[Collected data entries]
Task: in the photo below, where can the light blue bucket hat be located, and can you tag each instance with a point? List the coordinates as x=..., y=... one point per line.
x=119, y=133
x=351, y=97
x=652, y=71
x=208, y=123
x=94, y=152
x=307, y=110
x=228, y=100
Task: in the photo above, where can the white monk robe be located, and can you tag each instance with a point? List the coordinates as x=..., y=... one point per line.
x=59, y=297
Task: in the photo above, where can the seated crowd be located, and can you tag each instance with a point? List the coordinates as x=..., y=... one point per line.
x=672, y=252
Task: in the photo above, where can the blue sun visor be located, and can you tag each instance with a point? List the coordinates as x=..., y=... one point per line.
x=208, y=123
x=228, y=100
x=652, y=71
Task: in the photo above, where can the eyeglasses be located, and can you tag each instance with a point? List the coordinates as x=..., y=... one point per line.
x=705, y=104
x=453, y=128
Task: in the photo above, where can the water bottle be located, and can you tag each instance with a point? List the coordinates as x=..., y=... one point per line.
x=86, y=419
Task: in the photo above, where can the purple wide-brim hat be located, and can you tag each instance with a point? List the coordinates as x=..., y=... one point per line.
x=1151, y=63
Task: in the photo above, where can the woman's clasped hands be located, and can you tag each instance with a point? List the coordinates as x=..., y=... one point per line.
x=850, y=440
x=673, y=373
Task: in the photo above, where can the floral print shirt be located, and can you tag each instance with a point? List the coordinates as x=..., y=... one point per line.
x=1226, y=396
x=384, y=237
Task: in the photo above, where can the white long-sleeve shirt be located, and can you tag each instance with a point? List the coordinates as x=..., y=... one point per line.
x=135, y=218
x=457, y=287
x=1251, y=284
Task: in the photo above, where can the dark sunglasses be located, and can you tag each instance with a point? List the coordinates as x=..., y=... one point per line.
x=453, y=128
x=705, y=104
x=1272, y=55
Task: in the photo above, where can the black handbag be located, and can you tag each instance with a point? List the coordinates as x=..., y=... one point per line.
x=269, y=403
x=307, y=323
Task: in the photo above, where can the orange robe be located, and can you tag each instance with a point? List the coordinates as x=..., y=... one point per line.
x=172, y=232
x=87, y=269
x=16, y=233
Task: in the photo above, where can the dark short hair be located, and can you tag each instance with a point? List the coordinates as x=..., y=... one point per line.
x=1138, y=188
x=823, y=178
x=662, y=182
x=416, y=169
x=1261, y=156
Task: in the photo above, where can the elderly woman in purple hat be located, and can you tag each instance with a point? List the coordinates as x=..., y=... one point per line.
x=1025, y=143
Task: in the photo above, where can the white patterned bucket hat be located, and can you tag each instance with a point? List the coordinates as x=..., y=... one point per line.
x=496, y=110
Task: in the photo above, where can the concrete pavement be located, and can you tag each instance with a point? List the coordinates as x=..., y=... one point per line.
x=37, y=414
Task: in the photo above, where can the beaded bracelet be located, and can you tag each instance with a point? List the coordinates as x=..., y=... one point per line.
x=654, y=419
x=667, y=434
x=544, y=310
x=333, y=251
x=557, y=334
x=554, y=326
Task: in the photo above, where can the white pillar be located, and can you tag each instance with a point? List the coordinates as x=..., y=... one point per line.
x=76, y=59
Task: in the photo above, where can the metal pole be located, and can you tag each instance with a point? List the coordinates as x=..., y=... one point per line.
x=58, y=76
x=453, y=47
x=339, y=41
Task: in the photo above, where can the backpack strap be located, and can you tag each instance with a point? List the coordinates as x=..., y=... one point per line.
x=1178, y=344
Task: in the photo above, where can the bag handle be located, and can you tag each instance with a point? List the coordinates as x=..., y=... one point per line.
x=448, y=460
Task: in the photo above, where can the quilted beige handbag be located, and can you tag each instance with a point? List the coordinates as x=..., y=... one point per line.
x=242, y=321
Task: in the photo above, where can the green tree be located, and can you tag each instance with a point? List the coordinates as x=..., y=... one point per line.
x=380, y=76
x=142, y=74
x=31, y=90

---

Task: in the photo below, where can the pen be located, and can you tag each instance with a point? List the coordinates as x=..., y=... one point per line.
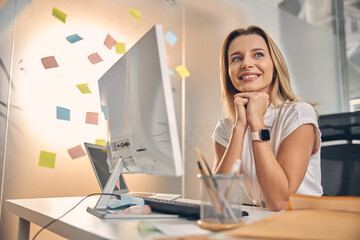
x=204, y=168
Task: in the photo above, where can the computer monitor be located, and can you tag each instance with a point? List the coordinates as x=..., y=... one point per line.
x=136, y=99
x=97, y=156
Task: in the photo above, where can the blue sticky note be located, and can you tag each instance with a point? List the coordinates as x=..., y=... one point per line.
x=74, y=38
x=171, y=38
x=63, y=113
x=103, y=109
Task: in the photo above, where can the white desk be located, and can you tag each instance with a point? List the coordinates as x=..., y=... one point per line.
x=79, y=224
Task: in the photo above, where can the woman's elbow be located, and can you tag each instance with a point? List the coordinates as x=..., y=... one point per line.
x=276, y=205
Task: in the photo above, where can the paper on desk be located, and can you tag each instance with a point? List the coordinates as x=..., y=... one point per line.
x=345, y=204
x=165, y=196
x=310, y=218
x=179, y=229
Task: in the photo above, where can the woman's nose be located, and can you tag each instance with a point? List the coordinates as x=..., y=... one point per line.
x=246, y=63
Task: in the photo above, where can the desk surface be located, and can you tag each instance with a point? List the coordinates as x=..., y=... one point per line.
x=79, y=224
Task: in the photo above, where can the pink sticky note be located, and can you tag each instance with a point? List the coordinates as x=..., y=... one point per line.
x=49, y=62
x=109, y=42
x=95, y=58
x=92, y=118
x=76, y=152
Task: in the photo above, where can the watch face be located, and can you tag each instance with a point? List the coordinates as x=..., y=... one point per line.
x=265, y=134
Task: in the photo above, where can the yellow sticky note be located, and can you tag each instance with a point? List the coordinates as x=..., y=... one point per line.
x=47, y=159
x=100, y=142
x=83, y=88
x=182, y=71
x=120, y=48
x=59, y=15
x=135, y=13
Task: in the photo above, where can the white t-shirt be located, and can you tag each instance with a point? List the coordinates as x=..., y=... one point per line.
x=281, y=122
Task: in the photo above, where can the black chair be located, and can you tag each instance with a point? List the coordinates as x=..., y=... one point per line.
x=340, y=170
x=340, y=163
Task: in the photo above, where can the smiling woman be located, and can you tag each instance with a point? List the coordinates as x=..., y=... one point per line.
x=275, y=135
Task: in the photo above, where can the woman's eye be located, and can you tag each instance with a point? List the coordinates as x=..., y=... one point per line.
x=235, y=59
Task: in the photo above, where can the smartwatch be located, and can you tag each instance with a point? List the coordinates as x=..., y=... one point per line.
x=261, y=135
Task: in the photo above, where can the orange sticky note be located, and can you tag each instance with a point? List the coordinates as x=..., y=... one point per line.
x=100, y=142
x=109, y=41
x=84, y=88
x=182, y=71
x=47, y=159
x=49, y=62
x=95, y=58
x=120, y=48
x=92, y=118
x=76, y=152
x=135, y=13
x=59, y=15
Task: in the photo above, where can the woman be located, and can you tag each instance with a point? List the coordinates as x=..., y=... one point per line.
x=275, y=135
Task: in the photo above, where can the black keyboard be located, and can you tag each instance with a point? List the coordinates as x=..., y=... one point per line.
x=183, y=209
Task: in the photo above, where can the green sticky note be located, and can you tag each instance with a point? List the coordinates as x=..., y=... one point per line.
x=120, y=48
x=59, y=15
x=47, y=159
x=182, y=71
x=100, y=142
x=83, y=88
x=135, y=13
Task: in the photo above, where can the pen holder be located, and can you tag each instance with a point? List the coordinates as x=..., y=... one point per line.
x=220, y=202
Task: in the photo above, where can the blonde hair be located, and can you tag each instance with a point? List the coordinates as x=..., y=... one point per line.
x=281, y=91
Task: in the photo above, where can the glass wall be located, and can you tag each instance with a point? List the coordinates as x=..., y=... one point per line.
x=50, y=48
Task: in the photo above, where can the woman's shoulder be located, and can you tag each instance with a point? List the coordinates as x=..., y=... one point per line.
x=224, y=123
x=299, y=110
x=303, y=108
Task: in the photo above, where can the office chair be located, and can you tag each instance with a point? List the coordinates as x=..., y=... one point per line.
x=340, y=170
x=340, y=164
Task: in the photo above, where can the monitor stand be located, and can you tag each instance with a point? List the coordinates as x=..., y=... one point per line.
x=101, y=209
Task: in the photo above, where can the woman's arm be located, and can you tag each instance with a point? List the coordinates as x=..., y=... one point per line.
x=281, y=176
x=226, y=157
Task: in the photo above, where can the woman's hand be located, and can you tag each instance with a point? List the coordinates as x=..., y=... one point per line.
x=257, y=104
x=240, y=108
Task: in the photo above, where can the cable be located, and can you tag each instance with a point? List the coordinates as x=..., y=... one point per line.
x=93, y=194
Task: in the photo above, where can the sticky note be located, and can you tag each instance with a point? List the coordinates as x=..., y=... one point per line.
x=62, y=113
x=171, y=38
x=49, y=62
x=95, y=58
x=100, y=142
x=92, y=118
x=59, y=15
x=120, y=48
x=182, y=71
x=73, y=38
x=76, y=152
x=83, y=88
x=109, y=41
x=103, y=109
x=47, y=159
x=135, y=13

REQUIREMENTS: Please count the lines above that contain the word "orange" and give only the number.

IN RESPONSE: 2